Copy the lines verbatim, beginning with the line that contains "Would you mind indicating the sky" and continuing through the end of the data, and only those lines.

_ _ _

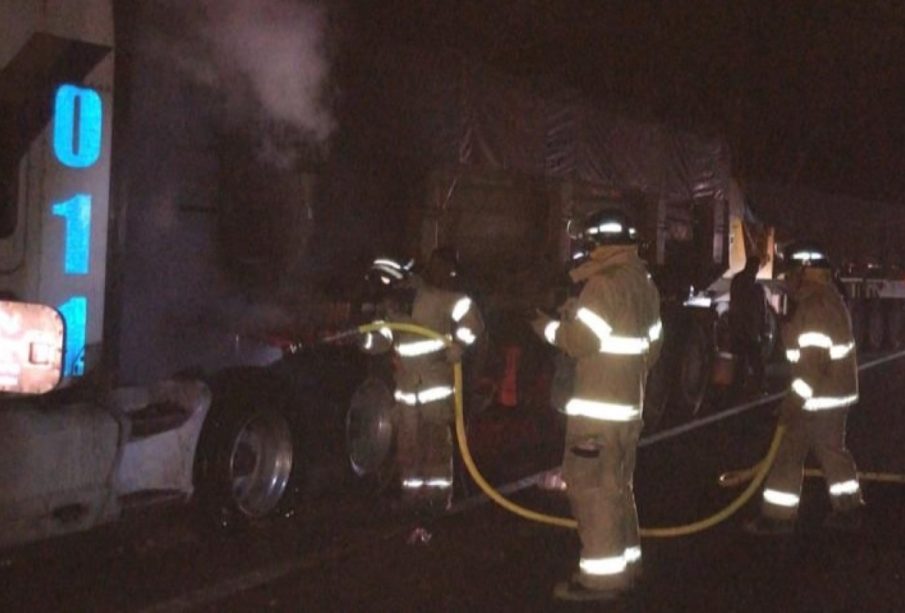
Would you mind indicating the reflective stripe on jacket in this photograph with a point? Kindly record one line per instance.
(614, 331)
(821, 348)
(423, 362)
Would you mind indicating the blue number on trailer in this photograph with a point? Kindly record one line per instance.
(77, 134)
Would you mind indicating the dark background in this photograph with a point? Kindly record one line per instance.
(806, 92)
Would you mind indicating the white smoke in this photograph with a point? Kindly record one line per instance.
(265, 60)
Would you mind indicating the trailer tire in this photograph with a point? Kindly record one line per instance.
(858, 313)
(249, 465)
(894, 322)
(876, 332)
(656, 393)
(693, 368)
(370, 436)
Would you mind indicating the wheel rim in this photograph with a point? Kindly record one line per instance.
(260, 463)
(692, 375)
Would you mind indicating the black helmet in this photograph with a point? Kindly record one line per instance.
(805, 254)
(605, 227)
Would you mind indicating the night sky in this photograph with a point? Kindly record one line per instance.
(806, 92)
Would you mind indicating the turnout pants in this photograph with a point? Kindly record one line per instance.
(598, 467)
(823, 433)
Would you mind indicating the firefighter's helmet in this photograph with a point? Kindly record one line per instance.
(387, 273)
(805, 254)
(608, 226)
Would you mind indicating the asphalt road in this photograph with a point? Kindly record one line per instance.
(352, 553)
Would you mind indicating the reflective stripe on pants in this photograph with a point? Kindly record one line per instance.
(824, 434)
(598, 469)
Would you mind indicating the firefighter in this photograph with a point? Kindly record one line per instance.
(747, 313)
(613, 331)
(821, 351)
(424, 409)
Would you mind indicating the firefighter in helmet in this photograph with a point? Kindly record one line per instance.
(821, 351)
(424, 382)
(613, 331)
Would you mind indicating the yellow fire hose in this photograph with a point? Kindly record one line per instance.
(733, 478)
(758, 472)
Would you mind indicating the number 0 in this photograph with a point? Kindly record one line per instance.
(77, 126)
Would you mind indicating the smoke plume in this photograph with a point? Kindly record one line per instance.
(264, 61)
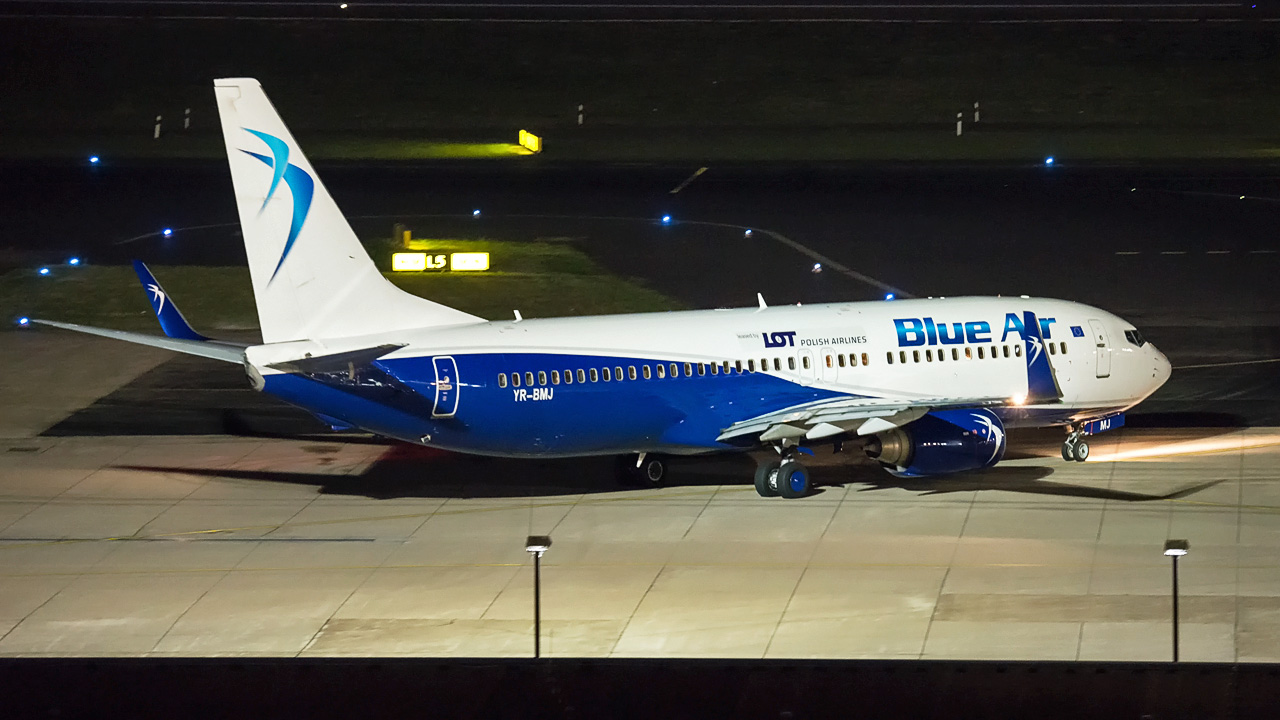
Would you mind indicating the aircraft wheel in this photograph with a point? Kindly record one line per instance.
(653, 472)
(767, 478)
(792, 481)
(650, 473)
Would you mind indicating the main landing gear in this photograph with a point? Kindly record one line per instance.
(785, 477)
(648, 470)
(1075, 446)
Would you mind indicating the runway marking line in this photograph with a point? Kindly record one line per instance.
(689, 180)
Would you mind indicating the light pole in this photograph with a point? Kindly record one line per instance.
(536, 546)
(1175, 550)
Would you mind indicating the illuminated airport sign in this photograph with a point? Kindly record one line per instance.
(457, 261)
(530, 141)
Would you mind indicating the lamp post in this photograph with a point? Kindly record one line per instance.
(536, 546)
(1175, 548)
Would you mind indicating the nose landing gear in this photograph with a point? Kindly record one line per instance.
(1075, 447)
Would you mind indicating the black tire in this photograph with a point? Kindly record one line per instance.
(652, 473)
(767, 478)
(792, 481)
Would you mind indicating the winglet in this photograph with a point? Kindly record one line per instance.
(170, 318)
(1041, 382)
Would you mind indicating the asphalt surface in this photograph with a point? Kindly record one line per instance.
(1188, 254)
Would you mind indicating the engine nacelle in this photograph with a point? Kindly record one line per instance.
(941, 442)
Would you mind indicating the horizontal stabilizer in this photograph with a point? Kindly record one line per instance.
(167, 311)
(214, 350)
(336, 363)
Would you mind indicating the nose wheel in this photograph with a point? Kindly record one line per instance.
(1075, 447)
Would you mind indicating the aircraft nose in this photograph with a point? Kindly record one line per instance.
(1162, 369)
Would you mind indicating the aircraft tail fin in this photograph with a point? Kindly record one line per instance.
(1041, 382)
(311, 277)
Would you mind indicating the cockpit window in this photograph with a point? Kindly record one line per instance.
(1136, 337)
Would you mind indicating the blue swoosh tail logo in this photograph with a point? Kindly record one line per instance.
(301, 185)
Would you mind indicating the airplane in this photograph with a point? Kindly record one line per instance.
(927, 387)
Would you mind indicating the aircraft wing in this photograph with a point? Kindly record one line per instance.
(853, 415)
(214, 350)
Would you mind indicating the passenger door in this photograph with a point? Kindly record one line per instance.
(446, 387)
(1104, 347)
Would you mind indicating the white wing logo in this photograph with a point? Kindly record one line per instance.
(156, 296)
(993, 432)
(1037, 347)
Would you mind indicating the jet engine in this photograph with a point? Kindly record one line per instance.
(941, 442)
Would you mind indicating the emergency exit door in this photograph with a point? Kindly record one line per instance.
(1102, 345)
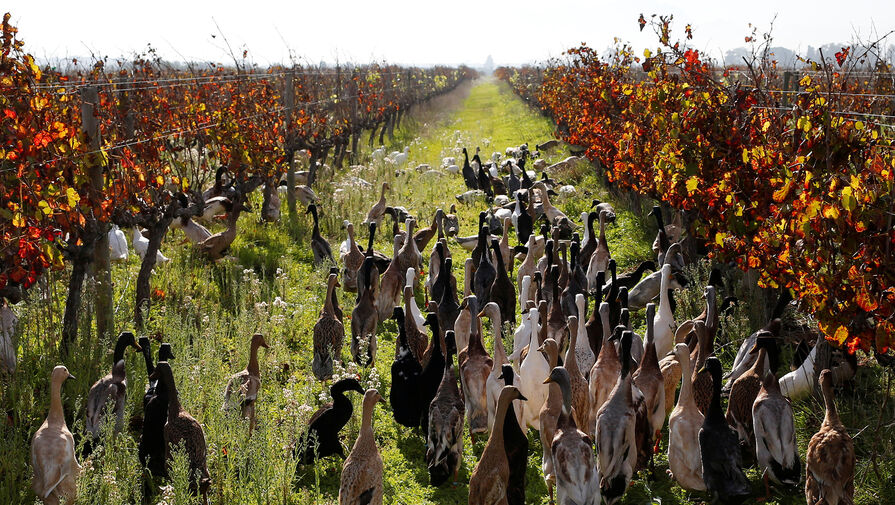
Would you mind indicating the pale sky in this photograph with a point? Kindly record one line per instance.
(422, 32)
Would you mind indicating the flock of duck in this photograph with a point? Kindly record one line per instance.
(598, 393)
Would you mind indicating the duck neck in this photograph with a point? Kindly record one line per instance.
(686, 396)
(147, 358)
(120, 347)
(831, 417)
(715, 412)
(328, 307)
(253, 368)
(56, 416)
(365, 436)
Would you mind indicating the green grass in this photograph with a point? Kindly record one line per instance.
(209, 311)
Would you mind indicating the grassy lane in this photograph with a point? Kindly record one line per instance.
(209, 311)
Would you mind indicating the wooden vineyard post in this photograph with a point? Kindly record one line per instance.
(289, 99)
(102, 275)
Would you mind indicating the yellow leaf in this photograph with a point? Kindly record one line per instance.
(73, 197)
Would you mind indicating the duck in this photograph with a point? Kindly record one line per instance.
(53, 458)
(594, 325)
(193, 231)
(246, 384)
(495, 381)
(577, 475)
(118, 244)
(319, 245)
(444, 440)
(413, 325)
(615, 427)
(352, 258)
(321, 438)
(305, 195)
(502, 290)
(405, 373)
(663, 324)
(606, 369)
(111, 388)
(557, 325)
(522, 221)
(649, 380)
(424, 235)
(604, 207)
(719, 446)
(216, 206)
(182, 429)
(475, 366)
(589, 243)
(391, 286)
(485, 273)
(684, 424)
(141, 246)
(521, 334)
(527, 267)
(365, 317)
(215, 246)
(470, 177)
(361, 478)
(776, 449)
(329, 335)
(745, 359)
(549, 415)
(451, 223)
(830, 460)
(490, 479)
(151, 448)
(532, 371)
(702, 383)
(629, 280)
(580, 398)
(464, 317)
(435, 282)
(433, 369)
(553, 214)
(599, 260)
(661, 243)
(515, 442)
(448, 308)
(745, 390)
(409, 256)
(378, 210)
(648, 288)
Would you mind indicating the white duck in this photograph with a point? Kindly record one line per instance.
(53, 457)
(664, 325)
(414, 309)
(117, 244)
(684, 457)
(583, 352)
(531, 377)
(193, 231)
(495, 382)
(141, 245)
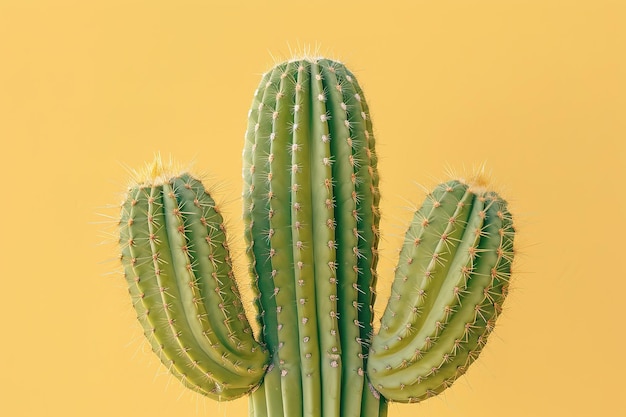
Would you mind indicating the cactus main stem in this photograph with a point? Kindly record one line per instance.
(312, 230)
(311, 221)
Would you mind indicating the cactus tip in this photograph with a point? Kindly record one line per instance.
(157, 171)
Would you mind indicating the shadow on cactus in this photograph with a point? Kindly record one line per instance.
(311, 220)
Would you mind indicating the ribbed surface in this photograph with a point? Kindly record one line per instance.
(180, 279)
(310, 205)
(451, 280)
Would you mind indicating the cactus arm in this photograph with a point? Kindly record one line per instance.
(461, 239)
(162, 270)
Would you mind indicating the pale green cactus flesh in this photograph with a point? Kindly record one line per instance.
(311, 226)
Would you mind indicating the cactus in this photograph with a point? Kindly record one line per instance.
(312, 230)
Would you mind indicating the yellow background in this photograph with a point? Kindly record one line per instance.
(536, 89)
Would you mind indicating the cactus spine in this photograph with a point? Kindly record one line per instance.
(311, 224)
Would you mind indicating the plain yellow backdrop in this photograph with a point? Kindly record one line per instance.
(534, 89)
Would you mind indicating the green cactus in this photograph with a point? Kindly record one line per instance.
(311, 224)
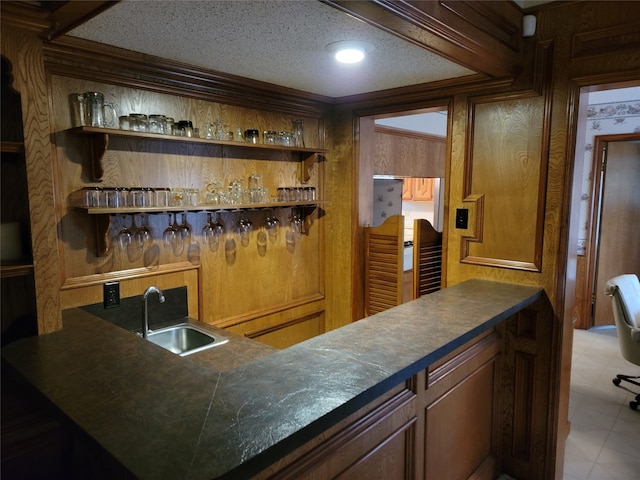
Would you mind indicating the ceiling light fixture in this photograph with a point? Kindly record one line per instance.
(349, 51)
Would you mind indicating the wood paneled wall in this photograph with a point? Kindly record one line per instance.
(237, 283)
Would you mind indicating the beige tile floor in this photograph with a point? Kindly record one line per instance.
(604, 443)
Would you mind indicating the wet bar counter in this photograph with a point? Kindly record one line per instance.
(243, 410)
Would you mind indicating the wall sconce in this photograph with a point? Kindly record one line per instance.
(529, 25)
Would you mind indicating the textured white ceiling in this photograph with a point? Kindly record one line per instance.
(276, 41)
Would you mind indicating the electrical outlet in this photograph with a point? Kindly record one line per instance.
(111, 295)
(462, 218)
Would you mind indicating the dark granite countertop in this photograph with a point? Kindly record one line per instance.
(165, 416)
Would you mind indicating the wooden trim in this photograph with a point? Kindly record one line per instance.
(400, 132)
(542, 80)
(99, 278)
(361, 428)
(274, 328)
(252, 315)
(601, 142)
(603, 42)
(483, 38)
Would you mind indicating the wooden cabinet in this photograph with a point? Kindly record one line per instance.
(417, 189)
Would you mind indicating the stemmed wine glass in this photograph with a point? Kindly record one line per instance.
(271, 224)
(297, 224)
(211, 233)
(184, 231)
(245, 227)
(143, 235)
(125, 236)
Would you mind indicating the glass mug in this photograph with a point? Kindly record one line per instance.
(96, 108)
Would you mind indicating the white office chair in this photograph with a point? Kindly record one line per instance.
(624, 291)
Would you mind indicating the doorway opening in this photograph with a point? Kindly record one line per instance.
(604, 113)
(402, 172)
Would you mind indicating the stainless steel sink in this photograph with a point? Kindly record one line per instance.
(185, 339)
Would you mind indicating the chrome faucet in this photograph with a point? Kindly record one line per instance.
(145, 317)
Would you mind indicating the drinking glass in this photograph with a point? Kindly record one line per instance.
(125, 236)
(245, 227)
(184, 230)
(211, 233)
(297, 224)
(170, 234)
(261, 241)
(271, 224)
(143, 235)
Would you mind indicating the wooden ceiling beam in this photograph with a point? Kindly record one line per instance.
(482, 36)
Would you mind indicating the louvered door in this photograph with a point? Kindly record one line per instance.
(427, 258)
(383, 276)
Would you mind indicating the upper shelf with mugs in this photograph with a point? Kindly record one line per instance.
(99, 142)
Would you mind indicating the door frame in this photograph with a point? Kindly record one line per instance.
(593, 224)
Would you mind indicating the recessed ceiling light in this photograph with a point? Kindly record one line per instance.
(349, 51)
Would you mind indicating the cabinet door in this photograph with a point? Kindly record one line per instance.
(407, 189)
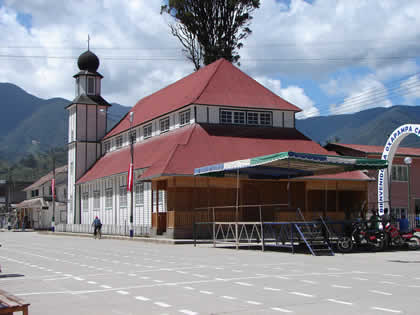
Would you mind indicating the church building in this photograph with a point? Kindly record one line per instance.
(215, 115)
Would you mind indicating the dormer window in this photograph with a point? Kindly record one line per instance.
(118, 142)
(265, 119)
(239, 118)
(164, 124)
(107, 146)
(225, 116)
(147, 131)
(91, 85)
(77, 86)
(132, 136)
(184, 117)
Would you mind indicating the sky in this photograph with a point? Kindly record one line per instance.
(327, 57)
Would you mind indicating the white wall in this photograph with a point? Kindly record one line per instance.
(117, 215)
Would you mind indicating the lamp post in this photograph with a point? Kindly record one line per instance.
(131, 174)
(53, 195)
(408, 160)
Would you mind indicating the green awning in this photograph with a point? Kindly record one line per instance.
(292, 164)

_ _ _

▶ PROBLEM SOLUTION
Would you mind indicating the sky in this photograph with a point? Kindly record one line per instance.
(327, 57)
Would you mind indicating the white wall in this photograph with a point? Kindly record one line per instance.
(117, 215)
Would you mind indicating the lamp post in this photograph with a point? Kindly record one line per instance.
(131, 174)
(53, 195)
(408, 160)
Would you mind indicating the green awning in this photograph with a point? Kindly record one line per instance.
(292, 164)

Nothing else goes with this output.